▸ PROBLEM TO WORK ON:
Copy every line of the data exactly, leaving nothing out.

(Excerpts from point annotation data)
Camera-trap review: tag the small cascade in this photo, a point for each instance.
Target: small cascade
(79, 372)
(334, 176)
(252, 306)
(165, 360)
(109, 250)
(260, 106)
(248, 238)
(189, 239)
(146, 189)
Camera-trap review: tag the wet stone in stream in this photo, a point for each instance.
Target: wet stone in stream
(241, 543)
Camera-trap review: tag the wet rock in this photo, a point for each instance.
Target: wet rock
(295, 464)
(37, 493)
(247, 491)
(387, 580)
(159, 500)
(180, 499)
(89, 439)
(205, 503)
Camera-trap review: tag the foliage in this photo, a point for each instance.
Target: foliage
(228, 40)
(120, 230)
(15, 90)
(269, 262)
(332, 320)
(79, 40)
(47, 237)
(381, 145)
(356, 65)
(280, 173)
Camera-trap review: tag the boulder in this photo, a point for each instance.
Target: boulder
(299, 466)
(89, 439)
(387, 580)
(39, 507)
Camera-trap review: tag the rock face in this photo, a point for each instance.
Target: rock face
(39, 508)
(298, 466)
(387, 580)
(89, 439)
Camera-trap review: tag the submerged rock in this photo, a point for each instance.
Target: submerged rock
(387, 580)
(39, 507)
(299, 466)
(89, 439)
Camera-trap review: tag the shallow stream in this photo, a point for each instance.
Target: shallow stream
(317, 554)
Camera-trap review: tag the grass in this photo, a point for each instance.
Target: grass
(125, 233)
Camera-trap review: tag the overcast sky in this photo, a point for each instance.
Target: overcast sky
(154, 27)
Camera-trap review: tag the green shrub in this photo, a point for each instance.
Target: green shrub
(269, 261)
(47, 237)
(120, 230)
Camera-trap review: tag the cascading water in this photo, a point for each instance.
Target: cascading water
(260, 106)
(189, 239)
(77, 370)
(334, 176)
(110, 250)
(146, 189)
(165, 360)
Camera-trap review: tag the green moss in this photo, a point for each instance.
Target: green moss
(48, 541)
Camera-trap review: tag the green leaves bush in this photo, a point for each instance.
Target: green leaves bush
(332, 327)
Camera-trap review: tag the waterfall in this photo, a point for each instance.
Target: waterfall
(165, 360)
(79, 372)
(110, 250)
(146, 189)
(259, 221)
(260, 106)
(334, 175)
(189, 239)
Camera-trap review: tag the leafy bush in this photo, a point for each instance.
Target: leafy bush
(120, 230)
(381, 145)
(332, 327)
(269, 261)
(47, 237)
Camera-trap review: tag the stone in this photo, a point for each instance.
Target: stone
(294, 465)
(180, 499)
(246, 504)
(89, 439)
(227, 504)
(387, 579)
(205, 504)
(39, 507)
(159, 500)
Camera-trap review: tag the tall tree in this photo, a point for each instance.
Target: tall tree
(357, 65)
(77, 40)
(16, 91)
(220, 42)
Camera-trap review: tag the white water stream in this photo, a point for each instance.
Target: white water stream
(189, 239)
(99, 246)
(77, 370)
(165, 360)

▸ EXPECTED OUTPUT:
Camera-trap review: tag the small cascade in this photo, a point for each instance.
Target: small cascade
(79, 372)
(334, 176)
(252, 306)
(165, 360)
(109, 250)
(260, 106)
(248, 238)
(189, 239)
(146, 189)
Camera-trap review: tag the wet stone in stream in this photo, a point for each instance.
Target: wet stone in stream
(241, 543)
Camera-trap review: tag the wet rock in this photo, a point for each instance.
Target: wet rock
(295, 464)
(37, 493)
(247, 491)
(387, 580)
(159, 500)
(180, 499)
(89, 439)
(205, 503)
Camera-trap review: tag the foliage in this photo, a point for each instance.
Target: foliage
(228, 40)
(120, 230)
(15, 90)
(269, 262)
(332, 320)
(79, 40)
(47, 237)
(381, 145)
(356, 65)
(280, 173)
Camera-trap review: tag the boulder in this photo, a point for each instance.
Target: boulder
(299, 466)
(89, 439)
(387, 580)
(39, 507)
Camera-trap review: tag the rock face in this photo, a point for each instance.
Target: rock face
(39, 508)
(298, 466)
(387, 580)
(89, 439)
Camera-trap review: tag the submerged rock in this photo, a point for each instance.
Target: submerged rock
(387, 580)
(39, 507)
(299, 466)
(89, 439)
Camera-trap review: tag the shallow stream in this photo, a point for each instance.
Target: shallow stream
(317, 554)
Camera-trap review: tag the grass in this photo, a point for each instance.
Target: grass
(125, 233)
Camera-trap review: tag the overcast sky in this photo, a point for each instance.
Target: overcast sky
(154, 27)
Camera-trap review: tag the green shrub in this photo, a point for each instance.
Target: green shrub
(269, 261)
(47, 237)
(120, 230)
Camera-trap review: tag the cascading water in this photo, a point for each instance.
Target: cascading water
(260, 106)
(189, 239)
(77, 370)
(334, 176)
(110, 250)
(146, 189)
(165, 360)
Camera-trap review: tag the green moss in this photo, a point for each instance.
Target: green moss
(48, 541)
Camera-trap review: tag the green leaves bush in this photo, a point for each instance.
Target: green leaves bush
(332, 327)
Camera-trap review: tag the waterfall in this photo, a point for each instance.
Target: waterfall
(165, 360)
(79, 372)
(110, 250)
(146, 189)
(259, 221)
(260, 106)
(334, 175)
(189, 239)
Camera-trap review: tag the leafy bush in this photo, a point for each instance.
Target: leafy bush
(120, 230)
(381, 145)
(332, 327)
(269, 261)
(47, 237)
Camera-trap review: tag the stone in this photo, a point for each instance.
Target: stone
(294, 465)
(180, 499)
(246, 504)
(89, 439)
(227, 504)
(387, 579)
(205, 504)
(39, 507)
(159, 500)
Camera-trap review: tag the tall tree in this photo, a point for each instance.
Target: tall tree
(357, 65)
(77, 40)
(16, 91)
(220, 42)
Camera-trap review: tag the white water stream in this photo, a point for each instance.
Target: white water stream
(189, 239)
(99, 246)
(77, 370)
(165, 360)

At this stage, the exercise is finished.